**ÉNONCÉ 1:** D'après le texte sur Humberstone, en quelle année le site a-t-il été inscrit au Patrimoine mondial de l'Unesco ?

**TEXTE DU DOCUMENT:**
Humberstone est un lieu digne d’un décor de film post-apocalyptique. Ou est-ce d’un décor de Far-West ? Difficile de choisir…C’était la première fois que nous marchions à travers une ville fantôme. C’est toujours un sentiment très particulier de visiter des lieux anciennement débordant de vies, vidés de toutes vies. Nous avons été littéralement captivés par cet endroit ! C’est clairement une visite hors des sentiers battus à faire lors d’un voyage au Chili.
Une journée à Humberstone, la ville fantôme au nord du Chili
✴ Histoire d’Humberstone, d’une cité prospère à une ville fantôme
Avant de partir à la découverte du site, il est utile de comprendre l’histoire de ce patrimoine industriel. Santiago Humberstone, appelée autrefois La Palma, et Santa Laura sont deux anciennes cités minières construites en 1862 et 1872 pour exploiter le plus grand gisement de salpêtre au monde, plus connu sous le nom de nitrate de soude. Ces deux usines de salpêtre abandonnées sont alors un témoignage de l’ère industrielle du Chili. Le nitrate de soude était utilisé comme poudre noire pour les armes mais aussi comme engrais. C’est grâce à ses propriétés fertilisantes, qu’il fut utilisé à grande échelle dans l’agriculture de l’Amérique du Nord, du Sud ainsi qu’en Europe.
Au XIX ème siècle, cet « or blanc » a permis de classer le Chili, premier producteur mondial de nitrate de soude naturel. A son apogée en 1890, l’industrie du salpêtre représentait 50% du PIB Chilien ! A l’époque, l’exploitation minière a généré énormément de richesses pour le Chili. Et puis, la première guerre mondiale et la fabrication de nitrate de synthèse, entraineront le déclin de cette industrie et le démantèlement de ces installations. Seuls Humberstone et Santa Laura réussiront à survivre.
Classé au Patrimoine mondial de l’Unesco en 2005, ces deux sites sont complémentaires. Humberstone dévoilera principalement les vestiges d’une ville minière tandis que Santa Laura nous livrera les vestiges des installations de production du salpêtre.
Des milliers d’ouvriers venant du Chili, du Pérou et de Bolivie, vécurent et travaillèrent ici dans un environnement hostile. On surnommait d’ailleurs les habitants de la Pampa, les Pampinos, qui créèrent un mode de vie communautaire unique. Ils marqueront aussi l’histoire car ils sont considérés aujourd’hui comme des pionniers de la lutte sociale pour obtenir de meilleures conditions de travail.

Entrées de pointage et d'étiquetage:
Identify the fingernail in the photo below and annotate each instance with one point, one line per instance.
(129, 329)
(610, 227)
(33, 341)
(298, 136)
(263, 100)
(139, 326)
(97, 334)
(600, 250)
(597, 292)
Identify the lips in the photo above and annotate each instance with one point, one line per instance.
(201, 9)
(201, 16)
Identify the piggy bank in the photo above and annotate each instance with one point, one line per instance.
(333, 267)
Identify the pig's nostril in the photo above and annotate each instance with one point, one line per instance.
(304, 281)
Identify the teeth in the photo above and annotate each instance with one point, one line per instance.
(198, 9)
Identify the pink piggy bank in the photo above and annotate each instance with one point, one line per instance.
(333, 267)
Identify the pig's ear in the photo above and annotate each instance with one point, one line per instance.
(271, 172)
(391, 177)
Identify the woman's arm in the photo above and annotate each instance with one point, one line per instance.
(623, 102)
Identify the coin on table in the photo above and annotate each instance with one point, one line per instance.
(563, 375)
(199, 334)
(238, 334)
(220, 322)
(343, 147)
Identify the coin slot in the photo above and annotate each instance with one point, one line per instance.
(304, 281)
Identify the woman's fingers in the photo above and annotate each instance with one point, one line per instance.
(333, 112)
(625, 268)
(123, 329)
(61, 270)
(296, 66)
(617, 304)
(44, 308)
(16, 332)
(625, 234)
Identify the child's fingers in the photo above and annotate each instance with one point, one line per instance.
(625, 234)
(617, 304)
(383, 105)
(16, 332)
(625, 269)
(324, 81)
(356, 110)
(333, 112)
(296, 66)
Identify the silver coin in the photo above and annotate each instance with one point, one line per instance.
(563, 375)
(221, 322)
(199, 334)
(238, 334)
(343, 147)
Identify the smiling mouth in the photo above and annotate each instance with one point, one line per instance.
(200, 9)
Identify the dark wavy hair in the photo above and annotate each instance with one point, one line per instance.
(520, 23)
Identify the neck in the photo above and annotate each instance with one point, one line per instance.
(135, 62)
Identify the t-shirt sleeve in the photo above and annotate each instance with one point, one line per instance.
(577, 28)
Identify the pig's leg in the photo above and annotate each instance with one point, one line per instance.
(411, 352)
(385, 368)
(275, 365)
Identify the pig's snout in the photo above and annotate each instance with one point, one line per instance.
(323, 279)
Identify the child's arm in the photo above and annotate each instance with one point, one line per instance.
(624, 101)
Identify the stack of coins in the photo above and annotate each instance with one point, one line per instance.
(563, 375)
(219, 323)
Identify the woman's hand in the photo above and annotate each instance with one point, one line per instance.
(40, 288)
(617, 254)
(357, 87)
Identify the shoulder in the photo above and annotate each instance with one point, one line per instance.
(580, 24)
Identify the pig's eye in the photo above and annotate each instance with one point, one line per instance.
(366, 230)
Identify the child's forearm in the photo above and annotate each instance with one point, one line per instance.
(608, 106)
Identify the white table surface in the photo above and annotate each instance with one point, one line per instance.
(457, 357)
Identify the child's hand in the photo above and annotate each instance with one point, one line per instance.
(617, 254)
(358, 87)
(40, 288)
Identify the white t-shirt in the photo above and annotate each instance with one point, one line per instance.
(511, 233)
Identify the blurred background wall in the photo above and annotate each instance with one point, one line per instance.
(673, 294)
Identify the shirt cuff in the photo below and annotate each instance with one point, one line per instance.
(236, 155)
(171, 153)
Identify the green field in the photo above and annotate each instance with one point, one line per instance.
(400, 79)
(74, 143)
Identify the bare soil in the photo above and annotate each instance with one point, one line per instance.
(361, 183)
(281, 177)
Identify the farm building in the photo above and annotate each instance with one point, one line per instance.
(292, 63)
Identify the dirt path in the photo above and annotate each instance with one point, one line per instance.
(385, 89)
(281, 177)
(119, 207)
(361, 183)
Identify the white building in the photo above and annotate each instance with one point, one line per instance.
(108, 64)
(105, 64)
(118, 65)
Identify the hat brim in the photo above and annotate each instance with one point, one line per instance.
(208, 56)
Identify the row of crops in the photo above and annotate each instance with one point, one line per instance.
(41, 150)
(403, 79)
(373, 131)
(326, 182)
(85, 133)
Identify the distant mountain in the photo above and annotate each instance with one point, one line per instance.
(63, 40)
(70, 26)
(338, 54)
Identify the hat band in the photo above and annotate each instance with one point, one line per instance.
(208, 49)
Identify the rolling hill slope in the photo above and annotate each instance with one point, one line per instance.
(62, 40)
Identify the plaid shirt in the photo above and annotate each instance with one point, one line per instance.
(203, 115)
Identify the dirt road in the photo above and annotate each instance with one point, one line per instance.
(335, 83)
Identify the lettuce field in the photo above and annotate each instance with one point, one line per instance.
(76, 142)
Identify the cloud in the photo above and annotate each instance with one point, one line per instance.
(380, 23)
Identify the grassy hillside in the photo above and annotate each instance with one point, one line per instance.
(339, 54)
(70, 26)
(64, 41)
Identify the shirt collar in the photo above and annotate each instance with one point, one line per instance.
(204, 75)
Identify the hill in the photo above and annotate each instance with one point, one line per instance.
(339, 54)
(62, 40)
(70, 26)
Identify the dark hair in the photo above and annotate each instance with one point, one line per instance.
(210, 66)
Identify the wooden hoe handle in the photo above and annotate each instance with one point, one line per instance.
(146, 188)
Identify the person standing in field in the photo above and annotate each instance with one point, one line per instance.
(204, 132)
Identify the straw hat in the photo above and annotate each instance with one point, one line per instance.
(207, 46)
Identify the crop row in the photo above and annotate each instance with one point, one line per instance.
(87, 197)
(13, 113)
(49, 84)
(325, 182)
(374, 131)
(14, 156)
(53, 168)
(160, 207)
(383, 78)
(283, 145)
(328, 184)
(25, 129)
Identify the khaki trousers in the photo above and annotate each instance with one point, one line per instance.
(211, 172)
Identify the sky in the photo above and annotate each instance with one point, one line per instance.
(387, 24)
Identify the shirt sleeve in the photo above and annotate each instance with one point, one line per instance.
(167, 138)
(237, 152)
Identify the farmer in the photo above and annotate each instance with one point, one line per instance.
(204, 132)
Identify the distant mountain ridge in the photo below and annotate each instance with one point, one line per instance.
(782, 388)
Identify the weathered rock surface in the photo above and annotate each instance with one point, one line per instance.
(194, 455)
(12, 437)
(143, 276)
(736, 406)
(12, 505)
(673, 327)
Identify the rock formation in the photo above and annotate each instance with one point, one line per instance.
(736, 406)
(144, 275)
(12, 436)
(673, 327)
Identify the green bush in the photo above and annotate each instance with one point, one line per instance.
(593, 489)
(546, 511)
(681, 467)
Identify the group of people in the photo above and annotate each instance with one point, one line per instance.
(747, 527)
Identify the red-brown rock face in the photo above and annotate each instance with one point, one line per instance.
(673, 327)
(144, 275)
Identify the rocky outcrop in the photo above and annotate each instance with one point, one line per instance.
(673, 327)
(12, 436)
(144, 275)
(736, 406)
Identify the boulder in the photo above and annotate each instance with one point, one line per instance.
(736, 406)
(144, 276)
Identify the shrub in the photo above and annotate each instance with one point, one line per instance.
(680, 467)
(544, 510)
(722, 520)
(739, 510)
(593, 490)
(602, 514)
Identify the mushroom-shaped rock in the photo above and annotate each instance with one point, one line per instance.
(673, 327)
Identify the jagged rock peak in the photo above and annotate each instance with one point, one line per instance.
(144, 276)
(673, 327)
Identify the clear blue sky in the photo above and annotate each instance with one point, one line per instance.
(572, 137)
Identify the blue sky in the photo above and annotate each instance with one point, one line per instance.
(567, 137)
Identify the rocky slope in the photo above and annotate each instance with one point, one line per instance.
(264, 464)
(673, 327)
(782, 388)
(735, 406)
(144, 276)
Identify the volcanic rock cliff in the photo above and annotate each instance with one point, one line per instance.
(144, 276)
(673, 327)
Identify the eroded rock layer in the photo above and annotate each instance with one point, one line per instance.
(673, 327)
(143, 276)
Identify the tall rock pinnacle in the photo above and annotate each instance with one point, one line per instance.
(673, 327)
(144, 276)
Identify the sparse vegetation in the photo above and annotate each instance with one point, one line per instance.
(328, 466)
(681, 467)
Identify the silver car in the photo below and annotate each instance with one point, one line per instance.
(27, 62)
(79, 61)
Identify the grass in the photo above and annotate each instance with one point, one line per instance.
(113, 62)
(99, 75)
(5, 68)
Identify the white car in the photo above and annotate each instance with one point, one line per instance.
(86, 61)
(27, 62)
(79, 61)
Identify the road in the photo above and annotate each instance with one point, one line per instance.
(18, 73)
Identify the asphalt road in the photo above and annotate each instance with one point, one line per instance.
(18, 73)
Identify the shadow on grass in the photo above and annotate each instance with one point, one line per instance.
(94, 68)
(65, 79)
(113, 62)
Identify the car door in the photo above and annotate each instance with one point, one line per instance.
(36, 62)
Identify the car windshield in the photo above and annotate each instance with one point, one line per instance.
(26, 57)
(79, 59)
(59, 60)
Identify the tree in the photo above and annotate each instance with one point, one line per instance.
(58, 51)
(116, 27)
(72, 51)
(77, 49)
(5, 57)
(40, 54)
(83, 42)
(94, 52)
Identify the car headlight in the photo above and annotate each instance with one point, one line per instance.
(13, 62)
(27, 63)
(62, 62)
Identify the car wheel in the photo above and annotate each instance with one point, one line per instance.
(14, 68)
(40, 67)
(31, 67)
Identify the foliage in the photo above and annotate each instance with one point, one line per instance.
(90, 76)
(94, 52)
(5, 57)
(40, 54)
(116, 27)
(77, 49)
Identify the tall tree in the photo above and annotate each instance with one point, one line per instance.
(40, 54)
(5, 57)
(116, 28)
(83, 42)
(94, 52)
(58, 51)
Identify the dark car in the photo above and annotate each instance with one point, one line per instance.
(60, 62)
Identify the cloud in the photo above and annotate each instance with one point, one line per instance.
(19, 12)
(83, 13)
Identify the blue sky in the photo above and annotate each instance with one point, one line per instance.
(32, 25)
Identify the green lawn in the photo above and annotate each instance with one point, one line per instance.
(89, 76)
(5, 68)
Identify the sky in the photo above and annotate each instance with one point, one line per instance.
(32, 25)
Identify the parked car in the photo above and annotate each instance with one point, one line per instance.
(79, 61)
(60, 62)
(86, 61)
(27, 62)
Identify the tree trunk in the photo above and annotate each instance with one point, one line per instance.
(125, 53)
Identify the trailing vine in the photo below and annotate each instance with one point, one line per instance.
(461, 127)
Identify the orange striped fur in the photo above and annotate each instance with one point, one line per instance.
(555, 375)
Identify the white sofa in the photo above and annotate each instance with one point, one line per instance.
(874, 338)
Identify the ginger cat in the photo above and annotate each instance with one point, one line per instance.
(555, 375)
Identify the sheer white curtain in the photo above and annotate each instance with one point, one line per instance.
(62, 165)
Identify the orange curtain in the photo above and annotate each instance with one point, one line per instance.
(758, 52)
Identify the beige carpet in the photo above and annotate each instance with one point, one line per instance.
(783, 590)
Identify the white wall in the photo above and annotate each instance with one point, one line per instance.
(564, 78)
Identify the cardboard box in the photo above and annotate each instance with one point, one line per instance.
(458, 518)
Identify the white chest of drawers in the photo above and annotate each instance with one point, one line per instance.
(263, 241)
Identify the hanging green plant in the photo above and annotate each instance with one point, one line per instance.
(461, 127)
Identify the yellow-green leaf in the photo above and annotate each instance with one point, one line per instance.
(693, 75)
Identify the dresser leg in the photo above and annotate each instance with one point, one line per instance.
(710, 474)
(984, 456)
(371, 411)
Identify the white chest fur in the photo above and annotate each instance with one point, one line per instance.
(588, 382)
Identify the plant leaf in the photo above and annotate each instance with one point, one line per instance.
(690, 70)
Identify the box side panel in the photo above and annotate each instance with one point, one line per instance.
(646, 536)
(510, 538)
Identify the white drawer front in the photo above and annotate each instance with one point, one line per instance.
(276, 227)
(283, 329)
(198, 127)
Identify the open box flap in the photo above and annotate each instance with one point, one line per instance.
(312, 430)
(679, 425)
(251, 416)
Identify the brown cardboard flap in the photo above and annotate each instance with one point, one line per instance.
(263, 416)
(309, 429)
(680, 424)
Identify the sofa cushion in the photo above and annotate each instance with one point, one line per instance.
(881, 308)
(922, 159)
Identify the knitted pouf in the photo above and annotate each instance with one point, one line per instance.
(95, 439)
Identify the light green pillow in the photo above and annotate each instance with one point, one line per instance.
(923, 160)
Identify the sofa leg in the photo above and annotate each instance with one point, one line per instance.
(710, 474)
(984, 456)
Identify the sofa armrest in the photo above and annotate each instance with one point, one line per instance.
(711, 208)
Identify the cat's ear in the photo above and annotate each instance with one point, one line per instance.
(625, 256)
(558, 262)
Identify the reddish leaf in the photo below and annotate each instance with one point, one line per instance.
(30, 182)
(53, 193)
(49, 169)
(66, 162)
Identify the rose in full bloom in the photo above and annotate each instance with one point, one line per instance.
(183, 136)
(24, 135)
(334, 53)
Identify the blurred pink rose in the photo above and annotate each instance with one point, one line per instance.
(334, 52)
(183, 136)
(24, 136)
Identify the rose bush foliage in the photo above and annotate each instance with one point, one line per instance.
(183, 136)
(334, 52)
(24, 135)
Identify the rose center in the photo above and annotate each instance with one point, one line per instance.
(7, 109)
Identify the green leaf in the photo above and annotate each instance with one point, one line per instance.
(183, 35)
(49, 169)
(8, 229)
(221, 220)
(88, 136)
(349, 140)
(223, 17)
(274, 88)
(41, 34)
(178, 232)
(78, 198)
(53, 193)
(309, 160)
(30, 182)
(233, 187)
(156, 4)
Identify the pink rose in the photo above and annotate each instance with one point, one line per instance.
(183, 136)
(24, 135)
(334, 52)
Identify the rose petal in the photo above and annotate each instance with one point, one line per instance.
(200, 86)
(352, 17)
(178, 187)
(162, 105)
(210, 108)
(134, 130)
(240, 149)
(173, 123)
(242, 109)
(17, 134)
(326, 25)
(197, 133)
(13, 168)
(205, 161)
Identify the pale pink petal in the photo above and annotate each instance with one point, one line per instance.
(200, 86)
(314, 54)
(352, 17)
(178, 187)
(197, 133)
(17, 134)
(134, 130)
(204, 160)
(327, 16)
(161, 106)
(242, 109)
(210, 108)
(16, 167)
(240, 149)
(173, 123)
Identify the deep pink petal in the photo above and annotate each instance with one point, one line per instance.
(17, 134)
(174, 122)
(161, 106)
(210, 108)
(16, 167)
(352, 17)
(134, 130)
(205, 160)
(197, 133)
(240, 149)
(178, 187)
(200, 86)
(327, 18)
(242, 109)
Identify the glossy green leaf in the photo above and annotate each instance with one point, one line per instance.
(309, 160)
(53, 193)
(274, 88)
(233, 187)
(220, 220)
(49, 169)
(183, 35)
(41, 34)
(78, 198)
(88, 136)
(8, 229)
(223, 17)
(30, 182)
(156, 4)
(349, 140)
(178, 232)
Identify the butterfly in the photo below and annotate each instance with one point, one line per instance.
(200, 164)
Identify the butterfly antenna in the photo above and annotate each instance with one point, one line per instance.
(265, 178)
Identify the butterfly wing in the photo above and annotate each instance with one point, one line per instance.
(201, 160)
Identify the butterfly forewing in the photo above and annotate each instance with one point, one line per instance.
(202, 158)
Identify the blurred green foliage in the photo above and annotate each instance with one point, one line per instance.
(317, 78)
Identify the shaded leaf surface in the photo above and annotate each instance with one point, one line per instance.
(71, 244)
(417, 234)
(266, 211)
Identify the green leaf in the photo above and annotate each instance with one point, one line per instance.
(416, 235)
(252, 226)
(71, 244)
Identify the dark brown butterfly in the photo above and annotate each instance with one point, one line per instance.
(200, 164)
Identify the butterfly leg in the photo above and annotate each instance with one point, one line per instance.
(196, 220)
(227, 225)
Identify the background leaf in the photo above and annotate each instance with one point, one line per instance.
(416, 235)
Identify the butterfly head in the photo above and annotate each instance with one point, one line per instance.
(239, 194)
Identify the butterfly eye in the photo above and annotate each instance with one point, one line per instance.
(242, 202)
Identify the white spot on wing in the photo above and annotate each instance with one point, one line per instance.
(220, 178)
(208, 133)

**ÉNONCÉ 2:** Présentez sous forme de CSV à deux colonnes, consigne et reponse, les enregistrements allant de la ligne qui contient « Identify the background » jusqu'à la fin des enregistrements, bornes comprises. Mettez une ligne par enregistrement, chaque champ entre guillemets, et remplacez les sauts de ligne par des espaces.

**CORRIGÉ 1:** En 2005.

**CORRIGÉ 2:**
consigne,reponse
"Identify the background leaf in the photo above and annotate each instance with one point, one line per instance.","(416, 235)"
"Identify the butterfly head in the photo above and annotate each instance with one point, one line per instance.","(239, 194)"
"Identify the butterfly eye in the photo above and annotate each instance with one point, one line per instance.","(242, 202)"
"Identify the white spot on wing in the photo above and annotate each instance with one point, one line per instance.","(220, 178) (208, 133)"